Brief ▸ Each line below should be reproduced without any alteration.

Input ▸
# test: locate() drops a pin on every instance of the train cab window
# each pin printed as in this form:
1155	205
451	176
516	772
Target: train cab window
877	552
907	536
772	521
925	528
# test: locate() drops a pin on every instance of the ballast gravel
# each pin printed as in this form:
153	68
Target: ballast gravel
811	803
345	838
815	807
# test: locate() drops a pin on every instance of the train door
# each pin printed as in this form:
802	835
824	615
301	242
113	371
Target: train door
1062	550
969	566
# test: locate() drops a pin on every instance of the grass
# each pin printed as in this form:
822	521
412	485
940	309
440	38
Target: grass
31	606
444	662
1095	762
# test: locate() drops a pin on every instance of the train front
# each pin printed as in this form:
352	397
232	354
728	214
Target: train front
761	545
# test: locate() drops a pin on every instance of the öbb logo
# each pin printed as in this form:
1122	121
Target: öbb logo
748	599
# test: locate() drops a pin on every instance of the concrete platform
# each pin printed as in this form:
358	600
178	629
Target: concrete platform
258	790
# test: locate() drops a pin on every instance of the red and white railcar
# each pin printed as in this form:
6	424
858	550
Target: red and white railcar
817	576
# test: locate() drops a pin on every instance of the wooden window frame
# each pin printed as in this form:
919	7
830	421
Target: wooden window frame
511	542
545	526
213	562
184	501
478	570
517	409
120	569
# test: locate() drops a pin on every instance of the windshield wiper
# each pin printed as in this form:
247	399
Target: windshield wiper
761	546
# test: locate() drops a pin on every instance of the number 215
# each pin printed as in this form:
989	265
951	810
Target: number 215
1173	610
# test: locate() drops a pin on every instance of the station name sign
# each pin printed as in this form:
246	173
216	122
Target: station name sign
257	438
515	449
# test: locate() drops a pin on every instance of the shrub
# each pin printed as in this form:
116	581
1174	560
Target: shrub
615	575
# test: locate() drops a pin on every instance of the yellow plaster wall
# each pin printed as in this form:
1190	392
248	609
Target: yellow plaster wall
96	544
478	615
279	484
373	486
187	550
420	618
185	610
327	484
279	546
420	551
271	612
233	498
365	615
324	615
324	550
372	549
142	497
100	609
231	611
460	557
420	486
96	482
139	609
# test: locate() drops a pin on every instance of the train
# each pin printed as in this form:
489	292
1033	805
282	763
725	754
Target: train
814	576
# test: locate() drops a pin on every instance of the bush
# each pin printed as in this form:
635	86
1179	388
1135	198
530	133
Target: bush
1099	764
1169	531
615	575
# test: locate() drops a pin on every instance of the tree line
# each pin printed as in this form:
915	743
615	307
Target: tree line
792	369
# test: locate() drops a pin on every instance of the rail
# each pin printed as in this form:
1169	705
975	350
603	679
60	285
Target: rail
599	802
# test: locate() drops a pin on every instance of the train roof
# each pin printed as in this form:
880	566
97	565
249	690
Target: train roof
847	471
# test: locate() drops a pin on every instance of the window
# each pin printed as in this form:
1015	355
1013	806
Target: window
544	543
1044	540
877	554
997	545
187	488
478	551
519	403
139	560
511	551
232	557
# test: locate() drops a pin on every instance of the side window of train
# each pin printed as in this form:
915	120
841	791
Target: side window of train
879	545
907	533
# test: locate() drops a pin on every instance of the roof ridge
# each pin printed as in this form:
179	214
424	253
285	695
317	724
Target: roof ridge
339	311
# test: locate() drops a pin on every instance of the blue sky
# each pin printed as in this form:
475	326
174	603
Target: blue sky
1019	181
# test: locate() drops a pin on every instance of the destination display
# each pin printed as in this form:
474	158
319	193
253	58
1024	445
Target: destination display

Task output ▸
# test: locate() drops a pin on every instance of the train cab window
# each pin printed as in this form:
1155	205
451	176
516	772
Target: train cab window
877	552
907	536
772	521
925	528
# test: locate() drops a pin on every instance of the ballast gravel
# each pin printed as in this form:
153	68
Target: ballast gravel
811	803
345	838
815	807
# test: locate() drops a pin on every instance of the train door
# each pin printed as in this form:
802	835
824	615
301	242
113	371
Target: train door
1062	550
969	566
# test: locate() drops a pin on every instance of the grass
# each pin printed as in this form:
822	521
412	485
940	309
440	38
Target: grass
31	606
444	662
1095	762
# test: locate() drops a pin on every instance of the train front
# each pin printed as in this form:
352	397
232	354
728	214
Target: train front
761	545
# test: locate() drops a pin on every instance of the öbb logo
# each pin printed as in this form:
1122	121
Target: öbb logo
748	599
# test: locate() drops a pin on every instance of the concrete platform
# each pin printed as in this form:
358	600
178	629
Target: concrete platform
258	790
# test: locate() drops a pin on every instance of the red and white railcar
# each pin printed as in this form:
6	424
858	550
Target: red and white railcar
817	576
# test: locate() drops a pin on every instance of the wooden window frame
# each pin printed as in this form:
919	7
830	421
Target: wooden window frame
511	542
545	526
213	562
184	501
478	570
517	409
120	569
# test: locate() drops a pin on every instance of the windshield wiper
# each pin printed as in this form:
247	399
Target: windshield wiper
761	546
# test: locate() drops a pin on every instance of the number 215
# each pin printed as in this form:
989	265
951	810
Target: number 215
1173	610
# test: locate() drops a pin on every instance of the station name sign
# each pin printed as in this form:
246	173
216	122
Target: station name sign
257	438
515	449
# test: locate() drops a pin on every instance of the shrub
# each pin printed as in this form:
116	581
1174	560
Target: shrub
615	575
# test: locate() drops a pin on every instance of the yellow plaster wall
# each pin printed as in this form:
1190	392
248	609
Target: yellow plaster wall
96	544
478	615
279	484
373	486
187	550
420	618
185	610
327	484
279	546
420	551
271	612
233	498
365	615
324	615
324	550
372	549
142	497
100	609
231	611
460	557
420	486
96	482
139	609
# test: locate() drops a pin on every instance of the train
# each pin printed as in this form:
489	292
1033	805
282	763
725	754
Target: train
814	576
# test: locate() drops a pin on every instance of the bush
# each pin printed as in this form:
635	86
1179	388
1135	198
530	133
Target: bush
1099	764
1169	531
615	575
# test: locate() drops a pin on every instance of the tree line
# each pin printed as in this form:
915	743
615	307
Target: tree line
792	369
# test: locate() drops a pin on every instance of the rail
# each pin printed as in this form:
1169	705
975	350
603	679
60	285
Target: rail
599	802
# test: locate() drops a pin on every instance of the train roof
# each pin printed as in this form:
880	566
97	565
249	690
Target: train roof
847	471
# test: locate() drops a pin on every instance of the window
# each pin printed as in this form:
1015	355
1013	806
Target: window
544	543
1044	540
877	554
997	545
187	488
478	551
519	403
139	560
511	551
232	557
# test: locate() drops a pin on every instance of the side window of train
# each pin printed as in this form:
915	120
841	791
Target: side window of train
879	545
907	533
# test: locate() drops a pin on every instance of the roof ridge
# each pin printed as in this form:
179	214
424	253
285	695
317	724
Target: roof ridge
339	311
# test: locate() drops a pin on every instance of the blue sky
# each pin printed as in this form:
475	326
174	603
Target: blue sky
1019	181
# test: locate() drops a pin on every instance of the destination display
# each pin printed as in this form:
474	158
319	193
253	58
1024	445
Target: destination display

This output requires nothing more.